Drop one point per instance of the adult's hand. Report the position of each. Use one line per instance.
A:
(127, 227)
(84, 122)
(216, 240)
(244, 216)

Assignment:
Once you have read the entries, repeat them all exactly.

Task result:
Drop one point per instance of the adult's hand. Report the position of each. Use one line per instance.
A:
(127, 227)
(84, 122)
(216, 240)
(244, 216)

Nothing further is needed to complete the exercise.